+++ MATERIAL SHOWN +++

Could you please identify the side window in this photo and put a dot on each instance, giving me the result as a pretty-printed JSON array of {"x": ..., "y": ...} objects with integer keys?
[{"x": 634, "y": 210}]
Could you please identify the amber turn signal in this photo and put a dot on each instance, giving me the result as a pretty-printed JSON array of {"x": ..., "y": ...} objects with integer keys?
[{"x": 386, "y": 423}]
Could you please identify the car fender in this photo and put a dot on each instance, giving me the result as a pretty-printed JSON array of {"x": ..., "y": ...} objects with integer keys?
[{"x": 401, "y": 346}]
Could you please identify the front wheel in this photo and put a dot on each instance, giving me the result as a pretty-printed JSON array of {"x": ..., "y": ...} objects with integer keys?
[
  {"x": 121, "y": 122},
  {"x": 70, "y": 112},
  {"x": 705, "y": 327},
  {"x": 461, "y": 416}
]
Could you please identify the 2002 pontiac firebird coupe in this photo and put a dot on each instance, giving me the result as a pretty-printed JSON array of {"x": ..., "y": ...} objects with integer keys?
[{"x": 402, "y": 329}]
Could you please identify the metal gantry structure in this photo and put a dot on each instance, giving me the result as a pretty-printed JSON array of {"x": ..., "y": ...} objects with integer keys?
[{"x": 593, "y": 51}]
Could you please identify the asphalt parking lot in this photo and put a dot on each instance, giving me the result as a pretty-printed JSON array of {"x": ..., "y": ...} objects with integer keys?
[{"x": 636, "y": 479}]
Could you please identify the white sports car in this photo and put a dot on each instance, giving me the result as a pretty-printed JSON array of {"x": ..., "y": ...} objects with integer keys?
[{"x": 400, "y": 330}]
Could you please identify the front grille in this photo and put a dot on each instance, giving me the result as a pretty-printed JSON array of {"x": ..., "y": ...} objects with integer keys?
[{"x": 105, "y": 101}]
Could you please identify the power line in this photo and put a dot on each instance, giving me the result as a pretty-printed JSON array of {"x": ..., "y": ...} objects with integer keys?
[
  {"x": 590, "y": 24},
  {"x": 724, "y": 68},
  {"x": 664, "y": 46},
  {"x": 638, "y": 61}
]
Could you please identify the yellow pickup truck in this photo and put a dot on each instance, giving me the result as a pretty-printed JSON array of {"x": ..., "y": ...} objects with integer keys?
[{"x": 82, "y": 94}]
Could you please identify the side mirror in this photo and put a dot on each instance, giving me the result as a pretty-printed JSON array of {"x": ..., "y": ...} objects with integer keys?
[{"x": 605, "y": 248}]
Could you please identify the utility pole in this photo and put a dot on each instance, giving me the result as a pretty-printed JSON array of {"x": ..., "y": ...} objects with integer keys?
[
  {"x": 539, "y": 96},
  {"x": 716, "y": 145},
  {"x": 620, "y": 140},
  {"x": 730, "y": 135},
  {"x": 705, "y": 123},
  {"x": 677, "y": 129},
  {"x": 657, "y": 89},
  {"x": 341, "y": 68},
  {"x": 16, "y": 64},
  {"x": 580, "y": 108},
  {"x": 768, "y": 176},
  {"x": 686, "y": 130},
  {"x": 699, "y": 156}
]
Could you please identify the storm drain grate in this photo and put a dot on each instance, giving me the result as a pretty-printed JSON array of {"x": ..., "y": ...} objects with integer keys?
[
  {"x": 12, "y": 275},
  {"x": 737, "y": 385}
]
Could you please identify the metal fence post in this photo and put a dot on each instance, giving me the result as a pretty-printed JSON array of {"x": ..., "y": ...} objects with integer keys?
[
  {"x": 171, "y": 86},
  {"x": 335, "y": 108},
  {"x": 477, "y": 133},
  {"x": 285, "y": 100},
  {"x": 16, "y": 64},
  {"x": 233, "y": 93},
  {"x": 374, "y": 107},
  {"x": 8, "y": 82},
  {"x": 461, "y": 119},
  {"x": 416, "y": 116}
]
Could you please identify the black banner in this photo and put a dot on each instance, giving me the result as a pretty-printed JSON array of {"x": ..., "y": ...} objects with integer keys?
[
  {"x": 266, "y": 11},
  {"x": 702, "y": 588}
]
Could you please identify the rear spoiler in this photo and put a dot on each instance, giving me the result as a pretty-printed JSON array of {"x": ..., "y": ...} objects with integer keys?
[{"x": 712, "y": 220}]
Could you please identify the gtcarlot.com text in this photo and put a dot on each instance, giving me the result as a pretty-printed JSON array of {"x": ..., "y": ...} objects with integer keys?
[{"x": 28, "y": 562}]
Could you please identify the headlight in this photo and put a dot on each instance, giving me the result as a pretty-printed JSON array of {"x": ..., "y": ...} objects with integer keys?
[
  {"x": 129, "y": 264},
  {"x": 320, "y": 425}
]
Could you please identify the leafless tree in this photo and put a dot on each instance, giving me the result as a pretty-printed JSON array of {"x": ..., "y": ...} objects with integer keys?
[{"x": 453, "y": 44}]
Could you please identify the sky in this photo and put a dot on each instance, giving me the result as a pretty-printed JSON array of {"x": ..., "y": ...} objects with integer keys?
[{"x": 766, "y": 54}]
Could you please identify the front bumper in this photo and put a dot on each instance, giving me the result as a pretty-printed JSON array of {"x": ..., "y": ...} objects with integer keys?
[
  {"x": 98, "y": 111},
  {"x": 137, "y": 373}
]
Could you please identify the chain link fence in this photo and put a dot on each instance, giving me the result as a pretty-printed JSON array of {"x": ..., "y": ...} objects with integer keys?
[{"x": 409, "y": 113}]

+++

PROBLEM DESCRIPTION: Retype every one of the items above without changing any line.

ANSWER TO THIS EXERCISE:
Could you please identify the side window in this photo and put a dot on each instance, giving me the result as a pretty-printed JSON array of {"x": ..., "y": ...} objects with integer keys?
[{"x": 634, "y": 210}]
Could you please identify the amber turn signal in this photo and put a dot on each instance, giving me the result as a pretty-printed JSON array of {"x": ..., "y": ...} objects with integer keys?
[{"x": 386, "y": 423}]
Could you please identify the car fender in this photo and put a dot on each instance, giving me the result as a pretty-printed JSON array of {"x": ..., "y": ...} objects with integer keys?
[{"x": 401, "y": 346}]
Could you please identify the front wheel in this photo and put a dot on each instance, giving me the result as a pretty-printed JSON array of {"x": ..., "y": ...} objects with integer keys?
[
  {"x": 121, "y": 122},
  {"x": 70, "y": 112},
  {"x": 705, "y": 327},
  {"x": 461, "y": 416}
]
Could you please identify the 2002 pontiac firebird coupe in this photo and put a dot on each instance, giving me the result as a pretty-printed JSON array of {"x": ..., "y": ...} objects with integer keys?
[{"x": 402, "y": 329}]
Could you please identify the metal gantry structure in this photo and put a dot on each instance, giving me the result as a pretty-printed JSON array of {"x": ..., "y": ...} objects with integer keys?
[{"x": 593, "y": 51}]
Could you please identify the asphalt parking lot in this photo and put a dot on each instance, giving me the result as a pretty-printed JSON array of {"x": ..., "y": ...} objects with integer keys?
[{"x": 636, "y": 479}]
Could you please identify the white sports car in this photo and put a dot on each instance, giving me the result as a pretty-printed JSON array of {"x": ..., "y": ...} objects with integer keys?
[{"x": 400, "y": 330}]
Could you please identify the front grille in this photo and put a dot on each instance, giving me the result as a pretty-printed JSON array of {"x": ..., "y": ...} objects with integer keys?
[{"x": 105, "y": 101}]
Could you please identify the power line in this photo and put a dot on each instance, giving me the result as a pretty-printed JSON array of {"x": ..., "y": ...} objects with integer keys?
[
  {"x": 590, "y": 24},
  {"x": 724, "y": 68},
  {"x": 664, "y": 46},
  {"x": 638, "y": 61}
]
Could you please identify the yellow pickup truck in this photo and put a dot on each instance, giving me the result as a pretty-printed JSON array of {"x": ..., "y": ...} objects with integer keys?
[{"x": 82, "y": 94}]
Could you please identify the side mirror in this photo and put a dot on each instance, giving me the result as a pretty-printed JSON array of {"x": ..., "y": ...} objects with integer keys?
[{"x": 605, "y": 248}]
Could you please identify the utility pole in this photo and put a dot on each instance, giving me the result as a pretty-printed JSON array of {"x": ..., "y": ...} objects with integer keys?
[
  {"x": 539, "y": 96},
  {"x": 716, "y": 145},
  {"x": 620, "y": 140},
  {"x": 730, "y": 135},
  {"x": 705, "y": 123},
  {"x": 677, "y": 129},
  {"x": 657, "y": 89},
  {"x": 341, "y": 68},
  {"x": 16, "y": 64},
  {"x": 580, "y": 108},
  {"x": 768, "y": 176},
  {"x": 686, "y": 130},
  {"x": 699, "y": 156}
]
Could you please identify the storm drain grate in this photo and put a dot on each instance, giving me the result as a pretty-printed JSON array of {"x": ..., "y": ...} objects with integer keys?
[
  {"x": 12, "y": 275},
  {"x": 737, "y": 385}
]
Could you please identify the metal fence post in this photo and put a dot on each instance, giving me the result as a pretty-printed JSON array of {"x": ..., "y": ...} objects with integer keys?
[
  {"x": 171, "y": 86},
  {"x": 335, "y": 108},
  {"x": 477, "y": 133},
  {"x": 285, "y": 100},
  {"x": 16, "y": 64},
  {"x": 233, "y": 93},
  {"x": 374, "y": 107},
  {"x": 8, "y": 82},
  {"x": 461, "y": 119},
  {"x": 416, "y": 116}
]
Could you please identify the black banner in this photo and put a dot on each instance, giving me the result as a pretty-printed JSON array of {"x": ..., "y": ...} objects with integer keys?
[
  {"x": 266, "y": 11},
  {"x": 702, "y": 588}
]
Could you please identify the rear spoiler in this photo and put a dot on each instance, giving me the result as a pretty-printed JSON array of {"x": ..., "y": ...} objects with integer keys?
[{"x": 712, "y": 220}]
Could you please identify the gtcarlot.com text in this photo and put a dot on each instance, giving me the result as a pretty-printed JSON array of {"x": ..., "y": ...} objects with integer keys?
[{"x": 28, "y": 562}]
Could you please identify the headlight in this photo and put a dot on each instance, giving me the result as a pretty-printed JSON array of {"x": ..., "y": ...} objects with integer keys?
[
  {"x": 129, "y": 264},
  {"x": 320, "y": 425}
]
Could you please identify the leafless tree in this photo and put a dot on each instance, giving me the result as a pretty-printed JSON array of {"x": ..., "y": ...} objects with integer keys?
[{"x": 453, "y": 44}]
Could you please identify the sky in this photo and put a dot on each instance, giving me the result as a pretty-printed JSON array of {"x": ..., "y": ...} objects with integer keys?
[{"x": 766, "y": 54}]
Could you please identify the front bumper in this photo and put a dot on each instance, giving me the result as a pretty-printed JSON array of {"x": ..., "y": ...} objects with integer keys?
[
  {"x": 98, "y": 111},
  {"x": 137, "y": 373}
]
Could you please identify the chain link fence in this photo and put a dot on each instance, giving me the result as a pretty-printed JSON array of {"x": ..., "y": ...} objects with integer keys?
[{"x": 409, "y": 113}]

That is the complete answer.